Using Performance Profiles for the Analysis and Design of Benchmark Experiments

Best practices for comparing optimization algorithms

Article 19 September 2017

Regression line shifting mechanism for analyzing evolutionary optimization algorithms

Article 21 September 2016

Keywords

1 Introduction

Numerous optimization algorithms have been developed to solve the following minimization problem

$$ {\text{Min}}\,f\left( x \right)\, s.t. x \in\Omega $$

(1)

where $ f\left( x \right) $ is the objective function and $ \Omega $ is the feasible region. If $ \Omega $ is countable, then (1) is called as a discrete optimization problem, otherwise, a continuous optimization problem. If $ \Omega $ comes from some constrain conditions, then problem (1) is constrained, otherwise unconstrained. Any maximization problem can be easily modeled as the above minimization problem through replacing $ f\left( x \right) $ with $ - f\left( x \right) $.

When the objective function $ f\left( x \right) $ is nonconvex, problem (1) is often hard to solve. Therefore, in the mathematical programming community, local optimum $ \hat{x} $ satisfied

$$ f\left( {\hat{x}} \right) \le f\left( x \right),\,\,\,\forall x \in B_{\delta } \left( {\hat{x}} \right) $$

(2)

is often seeked, where $ B_{\delta } \left( {\hat{x}} \right) $ is a neighborhood of $ \hat{x} $. The gradient information of $ f\left( x \right) $ is helpful in algorithm design and mathematical analysis. However, in the evolutionary computation community and the global optimization community, global optimum $ x^{*} $ satisfied

$$ f\left( {x^{*} } \right) \le f\left( x \right),\,\,\,\forall x \in\Omega $$

(3)

is investigated. Global optimization is often harder than local optimization, one reason is that there is no information which guides to $ x^{*} $ mathematically.

Therefore, it is necessary to compare optimization algorithms’ performance numerically. Firstly, there are many optimization algorithms, and which one is the “best” on some specified functions is often unclear. Numerical comparison can bring helpful insight. Secondly, there is no suitable mathematical convergence for global optimization algorithms, and numerical comparison is the only way to show their efficiency.

====

Problem set:
a) In the passage on optimization algorithms, how can any maximization problem be modeled as the minimization problem?
b) Pick up the passage on optimization algorithms right after its final sentence and carry it forward.

Given data:
====

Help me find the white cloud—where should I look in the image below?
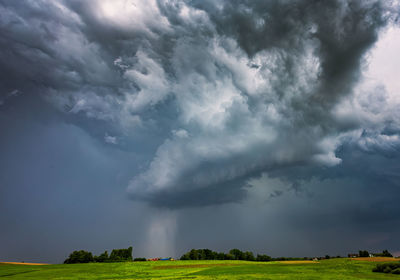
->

====

Answers for the exercise:
a) By replacing f(x) with −f(x).

b)
Extensive studies have been done on how to compare optimization algorithms numerically, especially on the design of test problems and the development of data analysis methods. Numerous test problems including many sets of benchmark functions [1,2,3,4] and hundreds of practical test problems [5,6,7] have been designed or modeled for numerical comparison of optimization algorithms.

Furthermore, many methods for analyzing experimental data are developed. For instance, the popular performance profiles [8, 9] and data profiles [10, 11] for comparing deterministic optimization algorithms. More methods are developed for comparing stochastic optimization algorithms, e.g., calculating means and standard deviations [12, 13], displaying the history of the found best function values [14, 15], applying statistical inferences [16, 17], employing empirical distribution functions [18,19,20], and visualizing confidence intervals [18, 19].

However, there are few literatures discuss the selection of comparison strategy, which relates to but is different from the analysis method. When analyze empirical data, if there are only two optimization algorithms, then comparison strategy is unnecessary. However, when algorithms exceed two, there are two basic comparison strategies, namely “C2” strategy and “C2+” strategy. In this paper, “C2” strategy means to compare two algorithms at every match and repeats several matches to obtain an aggregated ranking [12,13,14,15,16,17]. On the contrary, “C2+” strategy means to rank all algorithms through one or few grand matches [2, 8,9,10,11, 18, 19]. In other words, the main difference between “C2” and “C2+” is how many algorithms are compared in each match: two for “C2” while more than two for “C2+”.

In this paper, we dedicate to answer the following questions: What is the difference between the ranking results when employing the “C2” or “C2+” strategy? are the ranking results compatible? These questions are well known in the community of political elections and some other social science [21,22,23]. However, they are unfamiliar in the numerical optimization community, especially the evolutionary computation community.

Through considering the properties and conditions of numerical comparison of optimization algorithms, we will show that the results of “C2” and “C2+” strategy may be different and even incompatible. Specifically, two paradoxes are shown to be possible and their probabilities are calculated to determine the extent of incompatibility.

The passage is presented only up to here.